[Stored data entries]
======
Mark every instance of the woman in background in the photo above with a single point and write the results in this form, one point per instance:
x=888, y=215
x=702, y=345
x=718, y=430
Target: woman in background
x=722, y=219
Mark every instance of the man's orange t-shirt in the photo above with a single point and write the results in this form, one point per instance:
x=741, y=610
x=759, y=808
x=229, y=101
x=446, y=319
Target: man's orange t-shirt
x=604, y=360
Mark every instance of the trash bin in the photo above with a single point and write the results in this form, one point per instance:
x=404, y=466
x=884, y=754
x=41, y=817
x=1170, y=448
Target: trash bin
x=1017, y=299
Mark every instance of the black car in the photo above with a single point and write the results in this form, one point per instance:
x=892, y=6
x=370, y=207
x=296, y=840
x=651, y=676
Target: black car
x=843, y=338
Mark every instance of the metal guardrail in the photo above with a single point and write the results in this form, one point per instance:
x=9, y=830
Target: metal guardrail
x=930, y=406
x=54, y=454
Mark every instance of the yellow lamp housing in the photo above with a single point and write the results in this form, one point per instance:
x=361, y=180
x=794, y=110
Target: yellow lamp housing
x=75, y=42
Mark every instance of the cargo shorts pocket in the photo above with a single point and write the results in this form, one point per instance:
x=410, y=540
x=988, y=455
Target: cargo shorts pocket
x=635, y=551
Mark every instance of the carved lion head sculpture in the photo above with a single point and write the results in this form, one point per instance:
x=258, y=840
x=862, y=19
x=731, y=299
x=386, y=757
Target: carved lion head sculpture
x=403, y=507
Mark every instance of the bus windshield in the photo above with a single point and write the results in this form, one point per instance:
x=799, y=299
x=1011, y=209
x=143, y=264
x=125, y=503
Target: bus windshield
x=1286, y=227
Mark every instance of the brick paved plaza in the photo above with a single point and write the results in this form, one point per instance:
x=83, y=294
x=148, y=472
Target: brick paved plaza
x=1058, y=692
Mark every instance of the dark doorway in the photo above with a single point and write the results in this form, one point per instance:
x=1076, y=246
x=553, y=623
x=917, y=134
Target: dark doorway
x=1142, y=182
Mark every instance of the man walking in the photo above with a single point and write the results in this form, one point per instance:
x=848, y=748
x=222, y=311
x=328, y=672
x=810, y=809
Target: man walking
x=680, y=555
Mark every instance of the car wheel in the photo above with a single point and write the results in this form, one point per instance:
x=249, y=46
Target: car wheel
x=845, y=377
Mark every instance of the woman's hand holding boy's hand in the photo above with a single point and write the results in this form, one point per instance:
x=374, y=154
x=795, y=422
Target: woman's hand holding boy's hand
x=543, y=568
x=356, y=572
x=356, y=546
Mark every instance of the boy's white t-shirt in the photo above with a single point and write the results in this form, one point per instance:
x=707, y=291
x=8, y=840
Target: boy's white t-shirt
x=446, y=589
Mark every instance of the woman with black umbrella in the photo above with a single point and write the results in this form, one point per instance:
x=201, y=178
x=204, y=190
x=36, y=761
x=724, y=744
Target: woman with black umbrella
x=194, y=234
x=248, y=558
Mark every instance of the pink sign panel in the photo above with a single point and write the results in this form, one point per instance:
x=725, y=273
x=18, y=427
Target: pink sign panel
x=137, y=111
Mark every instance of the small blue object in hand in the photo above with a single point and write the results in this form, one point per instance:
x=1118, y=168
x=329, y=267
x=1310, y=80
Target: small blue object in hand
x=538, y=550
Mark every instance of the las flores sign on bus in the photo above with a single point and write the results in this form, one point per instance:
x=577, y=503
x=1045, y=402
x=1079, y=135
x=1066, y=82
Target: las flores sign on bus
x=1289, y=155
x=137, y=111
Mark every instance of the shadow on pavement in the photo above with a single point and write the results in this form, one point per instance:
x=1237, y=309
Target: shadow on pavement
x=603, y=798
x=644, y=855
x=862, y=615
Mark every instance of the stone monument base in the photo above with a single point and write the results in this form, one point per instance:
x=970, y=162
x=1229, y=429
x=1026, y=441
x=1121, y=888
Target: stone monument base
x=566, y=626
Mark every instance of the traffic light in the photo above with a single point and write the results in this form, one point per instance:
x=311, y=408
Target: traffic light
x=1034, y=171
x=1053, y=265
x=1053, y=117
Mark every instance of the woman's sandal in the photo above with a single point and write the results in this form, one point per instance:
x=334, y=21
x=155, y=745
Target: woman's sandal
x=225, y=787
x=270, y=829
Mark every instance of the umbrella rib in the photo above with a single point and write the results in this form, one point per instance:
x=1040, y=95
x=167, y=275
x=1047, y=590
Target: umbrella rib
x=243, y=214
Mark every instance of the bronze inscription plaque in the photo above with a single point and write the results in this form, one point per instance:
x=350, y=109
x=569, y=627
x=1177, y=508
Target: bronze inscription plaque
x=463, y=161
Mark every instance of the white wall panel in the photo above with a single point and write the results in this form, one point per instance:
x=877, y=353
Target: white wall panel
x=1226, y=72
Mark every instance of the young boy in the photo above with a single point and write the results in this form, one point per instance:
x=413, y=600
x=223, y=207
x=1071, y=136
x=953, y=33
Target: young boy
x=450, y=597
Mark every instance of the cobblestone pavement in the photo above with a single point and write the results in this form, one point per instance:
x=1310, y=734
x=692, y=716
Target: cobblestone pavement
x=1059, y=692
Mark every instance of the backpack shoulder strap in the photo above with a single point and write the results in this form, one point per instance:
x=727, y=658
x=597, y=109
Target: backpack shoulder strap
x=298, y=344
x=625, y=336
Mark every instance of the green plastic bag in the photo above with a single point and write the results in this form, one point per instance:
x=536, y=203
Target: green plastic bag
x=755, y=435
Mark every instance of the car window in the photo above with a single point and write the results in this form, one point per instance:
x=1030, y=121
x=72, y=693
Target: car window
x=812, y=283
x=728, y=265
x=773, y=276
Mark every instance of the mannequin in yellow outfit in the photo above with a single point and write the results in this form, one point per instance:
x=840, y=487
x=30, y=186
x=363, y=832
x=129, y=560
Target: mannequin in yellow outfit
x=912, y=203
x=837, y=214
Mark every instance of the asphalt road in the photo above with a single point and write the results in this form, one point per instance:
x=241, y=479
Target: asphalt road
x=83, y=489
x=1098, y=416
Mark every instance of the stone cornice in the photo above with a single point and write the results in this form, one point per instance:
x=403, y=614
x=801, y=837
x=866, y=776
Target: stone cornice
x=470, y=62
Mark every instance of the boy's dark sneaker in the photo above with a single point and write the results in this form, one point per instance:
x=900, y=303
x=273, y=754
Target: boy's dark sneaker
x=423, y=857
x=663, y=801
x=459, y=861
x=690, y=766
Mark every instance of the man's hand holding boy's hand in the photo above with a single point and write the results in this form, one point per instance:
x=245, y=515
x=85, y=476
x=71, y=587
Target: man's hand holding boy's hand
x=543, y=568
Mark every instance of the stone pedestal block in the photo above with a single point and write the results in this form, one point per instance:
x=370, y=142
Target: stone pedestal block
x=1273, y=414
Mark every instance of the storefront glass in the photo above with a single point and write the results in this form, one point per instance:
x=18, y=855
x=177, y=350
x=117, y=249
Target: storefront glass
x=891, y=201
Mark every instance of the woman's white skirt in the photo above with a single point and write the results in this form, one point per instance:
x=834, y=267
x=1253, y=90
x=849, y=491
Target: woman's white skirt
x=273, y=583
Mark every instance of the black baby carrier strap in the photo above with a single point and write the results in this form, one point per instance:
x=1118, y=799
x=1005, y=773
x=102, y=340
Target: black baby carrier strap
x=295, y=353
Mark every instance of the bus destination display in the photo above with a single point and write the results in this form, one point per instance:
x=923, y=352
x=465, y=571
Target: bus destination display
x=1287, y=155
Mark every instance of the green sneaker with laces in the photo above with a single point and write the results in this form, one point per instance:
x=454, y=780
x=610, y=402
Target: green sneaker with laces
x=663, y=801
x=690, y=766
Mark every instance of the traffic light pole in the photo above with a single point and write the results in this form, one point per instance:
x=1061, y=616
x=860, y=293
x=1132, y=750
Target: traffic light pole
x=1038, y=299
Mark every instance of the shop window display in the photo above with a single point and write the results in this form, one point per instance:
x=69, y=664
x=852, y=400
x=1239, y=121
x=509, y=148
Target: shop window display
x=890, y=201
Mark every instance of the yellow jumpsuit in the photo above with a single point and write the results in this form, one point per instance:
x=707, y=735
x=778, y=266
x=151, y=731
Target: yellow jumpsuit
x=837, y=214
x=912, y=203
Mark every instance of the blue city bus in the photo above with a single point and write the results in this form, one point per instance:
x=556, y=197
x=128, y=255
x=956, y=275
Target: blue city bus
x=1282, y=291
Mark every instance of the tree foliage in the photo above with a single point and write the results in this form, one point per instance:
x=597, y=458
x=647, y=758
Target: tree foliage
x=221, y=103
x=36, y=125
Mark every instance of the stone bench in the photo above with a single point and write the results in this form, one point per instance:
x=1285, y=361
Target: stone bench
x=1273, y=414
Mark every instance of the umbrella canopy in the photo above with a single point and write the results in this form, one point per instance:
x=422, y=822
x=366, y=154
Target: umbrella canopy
======
Report each line in the entries where the string "canopy" occurs.

Mark every instance of the umbrella canopy in the photo above with a single point and write the results in this form, one point per instance:
Target: umbrella canopy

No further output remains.